Exercise data:
= = = = = = =

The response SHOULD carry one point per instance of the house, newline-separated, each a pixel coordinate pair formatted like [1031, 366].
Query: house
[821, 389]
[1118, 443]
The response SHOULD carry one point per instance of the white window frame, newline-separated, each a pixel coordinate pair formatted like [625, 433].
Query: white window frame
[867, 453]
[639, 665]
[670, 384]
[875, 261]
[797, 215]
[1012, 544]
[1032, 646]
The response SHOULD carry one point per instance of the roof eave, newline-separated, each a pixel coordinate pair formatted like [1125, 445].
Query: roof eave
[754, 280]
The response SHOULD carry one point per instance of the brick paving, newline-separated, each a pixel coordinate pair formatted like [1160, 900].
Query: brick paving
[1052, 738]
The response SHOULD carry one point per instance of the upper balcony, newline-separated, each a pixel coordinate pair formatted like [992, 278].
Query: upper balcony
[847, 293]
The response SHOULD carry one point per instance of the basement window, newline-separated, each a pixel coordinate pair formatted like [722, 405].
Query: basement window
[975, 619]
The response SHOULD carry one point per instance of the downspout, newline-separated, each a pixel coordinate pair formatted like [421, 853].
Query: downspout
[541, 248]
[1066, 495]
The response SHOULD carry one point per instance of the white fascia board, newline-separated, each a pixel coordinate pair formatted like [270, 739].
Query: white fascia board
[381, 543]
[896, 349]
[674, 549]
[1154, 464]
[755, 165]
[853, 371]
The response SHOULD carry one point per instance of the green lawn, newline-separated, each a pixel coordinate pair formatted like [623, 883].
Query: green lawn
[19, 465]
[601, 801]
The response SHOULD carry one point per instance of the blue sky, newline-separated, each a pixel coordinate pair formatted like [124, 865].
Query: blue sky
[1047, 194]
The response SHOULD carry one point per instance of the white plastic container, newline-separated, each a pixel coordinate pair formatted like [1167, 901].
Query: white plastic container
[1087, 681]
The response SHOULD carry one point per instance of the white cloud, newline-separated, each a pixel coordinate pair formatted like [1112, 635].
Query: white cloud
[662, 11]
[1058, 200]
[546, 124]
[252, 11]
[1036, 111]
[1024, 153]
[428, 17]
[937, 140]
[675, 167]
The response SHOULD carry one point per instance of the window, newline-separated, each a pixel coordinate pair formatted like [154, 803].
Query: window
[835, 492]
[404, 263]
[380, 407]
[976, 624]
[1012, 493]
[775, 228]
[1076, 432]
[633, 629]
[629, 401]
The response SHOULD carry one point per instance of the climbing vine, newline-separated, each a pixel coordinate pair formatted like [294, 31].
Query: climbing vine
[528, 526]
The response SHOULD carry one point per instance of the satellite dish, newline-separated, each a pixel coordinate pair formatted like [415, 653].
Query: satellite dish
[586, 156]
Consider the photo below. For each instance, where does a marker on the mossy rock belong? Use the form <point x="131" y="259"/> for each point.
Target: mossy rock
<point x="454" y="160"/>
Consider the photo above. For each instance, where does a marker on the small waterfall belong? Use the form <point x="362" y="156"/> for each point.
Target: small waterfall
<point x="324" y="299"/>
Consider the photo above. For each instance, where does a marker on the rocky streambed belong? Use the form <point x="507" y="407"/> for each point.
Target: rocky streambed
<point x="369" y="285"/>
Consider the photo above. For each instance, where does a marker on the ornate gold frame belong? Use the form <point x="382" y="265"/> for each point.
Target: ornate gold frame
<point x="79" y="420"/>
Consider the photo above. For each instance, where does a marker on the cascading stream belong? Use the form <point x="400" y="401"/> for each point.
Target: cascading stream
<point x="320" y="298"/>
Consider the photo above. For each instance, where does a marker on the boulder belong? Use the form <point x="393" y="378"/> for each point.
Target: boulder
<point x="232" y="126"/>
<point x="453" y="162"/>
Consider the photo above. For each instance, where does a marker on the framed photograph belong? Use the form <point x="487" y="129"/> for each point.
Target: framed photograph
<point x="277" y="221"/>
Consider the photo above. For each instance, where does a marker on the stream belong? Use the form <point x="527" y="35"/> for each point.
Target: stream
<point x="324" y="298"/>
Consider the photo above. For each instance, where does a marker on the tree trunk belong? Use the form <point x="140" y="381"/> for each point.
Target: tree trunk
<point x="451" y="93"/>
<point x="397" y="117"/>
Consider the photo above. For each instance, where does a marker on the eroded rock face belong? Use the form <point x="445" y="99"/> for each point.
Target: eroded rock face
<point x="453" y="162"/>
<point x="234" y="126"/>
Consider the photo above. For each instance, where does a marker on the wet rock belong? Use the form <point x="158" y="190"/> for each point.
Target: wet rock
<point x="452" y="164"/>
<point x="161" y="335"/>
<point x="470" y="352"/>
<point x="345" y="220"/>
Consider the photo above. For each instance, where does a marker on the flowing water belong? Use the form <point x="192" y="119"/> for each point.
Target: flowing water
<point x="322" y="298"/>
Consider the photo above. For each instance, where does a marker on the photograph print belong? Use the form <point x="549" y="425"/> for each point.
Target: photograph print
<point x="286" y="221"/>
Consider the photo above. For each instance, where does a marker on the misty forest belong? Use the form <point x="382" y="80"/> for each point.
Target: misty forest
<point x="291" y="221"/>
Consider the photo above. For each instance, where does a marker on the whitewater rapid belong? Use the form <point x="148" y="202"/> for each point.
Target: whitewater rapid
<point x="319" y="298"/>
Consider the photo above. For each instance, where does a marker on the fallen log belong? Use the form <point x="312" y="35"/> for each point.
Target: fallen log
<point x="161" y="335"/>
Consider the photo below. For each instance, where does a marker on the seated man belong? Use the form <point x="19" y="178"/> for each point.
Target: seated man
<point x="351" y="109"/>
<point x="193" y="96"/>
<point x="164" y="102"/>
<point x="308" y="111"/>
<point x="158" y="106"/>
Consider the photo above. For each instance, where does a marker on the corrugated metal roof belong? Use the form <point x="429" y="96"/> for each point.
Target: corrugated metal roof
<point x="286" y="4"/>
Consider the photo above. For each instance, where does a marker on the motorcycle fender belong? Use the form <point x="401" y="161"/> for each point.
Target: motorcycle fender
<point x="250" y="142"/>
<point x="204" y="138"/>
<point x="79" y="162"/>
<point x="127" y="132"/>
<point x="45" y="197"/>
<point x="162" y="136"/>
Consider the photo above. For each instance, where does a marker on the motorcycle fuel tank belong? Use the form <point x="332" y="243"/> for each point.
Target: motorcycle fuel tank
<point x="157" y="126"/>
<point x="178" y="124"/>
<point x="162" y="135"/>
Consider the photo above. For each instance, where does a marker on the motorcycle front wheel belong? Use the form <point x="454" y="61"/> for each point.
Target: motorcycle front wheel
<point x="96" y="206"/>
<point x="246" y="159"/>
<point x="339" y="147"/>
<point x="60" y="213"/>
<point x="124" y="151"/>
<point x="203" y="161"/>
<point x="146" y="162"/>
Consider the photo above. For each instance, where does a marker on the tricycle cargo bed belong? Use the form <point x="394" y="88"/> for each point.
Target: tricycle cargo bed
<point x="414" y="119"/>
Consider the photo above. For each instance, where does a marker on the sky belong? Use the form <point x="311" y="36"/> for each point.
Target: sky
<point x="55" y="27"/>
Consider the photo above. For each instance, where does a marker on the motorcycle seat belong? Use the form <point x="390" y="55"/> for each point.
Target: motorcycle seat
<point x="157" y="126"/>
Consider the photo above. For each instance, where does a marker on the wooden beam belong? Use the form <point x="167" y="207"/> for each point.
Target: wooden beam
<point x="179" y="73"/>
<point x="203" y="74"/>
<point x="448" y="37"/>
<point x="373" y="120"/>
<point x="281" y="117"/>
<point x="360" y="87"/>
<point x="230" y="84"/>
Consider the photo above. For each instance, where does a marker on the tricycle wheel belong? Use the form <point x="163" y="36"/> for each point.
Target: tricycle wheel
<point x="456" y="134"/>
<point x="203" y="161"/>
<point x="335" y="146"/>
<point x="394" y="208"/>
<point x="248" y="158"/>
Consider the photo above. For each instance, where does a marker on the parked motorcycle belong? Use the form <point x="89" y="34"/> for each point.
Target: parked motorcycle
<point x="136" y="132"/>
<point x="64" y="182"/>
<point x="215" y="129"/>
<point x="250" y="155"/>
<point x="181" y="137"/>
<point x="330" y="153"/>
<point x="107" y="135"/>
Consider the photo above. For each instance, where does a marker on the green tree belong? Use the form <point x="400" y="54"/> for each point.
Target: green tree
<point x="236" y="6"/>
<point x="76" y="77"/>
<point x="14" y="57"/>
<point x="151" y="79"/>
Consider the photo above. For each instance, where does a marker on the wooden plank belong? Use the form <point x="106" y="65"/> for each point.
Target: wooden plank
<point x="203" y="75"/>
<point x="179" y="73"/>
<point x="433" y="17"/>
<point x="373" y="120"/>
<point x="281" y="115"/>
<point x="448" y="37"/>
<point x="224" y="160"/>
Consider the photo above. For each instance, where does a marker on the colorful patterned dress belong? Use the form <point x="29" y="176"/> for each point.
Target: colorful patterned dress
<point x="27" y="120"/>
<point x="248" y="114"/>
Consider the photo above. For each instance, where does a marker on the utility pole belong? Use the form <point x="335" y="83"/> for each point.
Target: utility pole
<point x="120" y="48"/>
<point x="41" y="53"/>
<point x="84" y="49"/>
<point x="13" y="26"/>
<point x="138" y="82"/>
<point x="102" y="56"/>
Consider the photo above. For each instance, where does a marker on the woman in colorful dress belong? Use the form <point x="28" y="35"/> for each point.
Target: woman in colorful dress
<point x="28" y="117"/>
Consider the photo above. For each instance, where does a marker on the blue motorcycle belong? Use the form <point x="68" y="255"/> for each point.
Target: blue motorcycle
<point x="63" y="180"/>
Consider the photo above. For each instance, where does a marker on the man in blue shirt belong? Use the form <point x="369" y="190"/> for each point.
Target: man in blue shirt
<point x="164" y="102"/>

= = = = = = =

Task description: Check each line of the listing for the word "below". Report how many lines have it, and nothing more.

The completed task: 2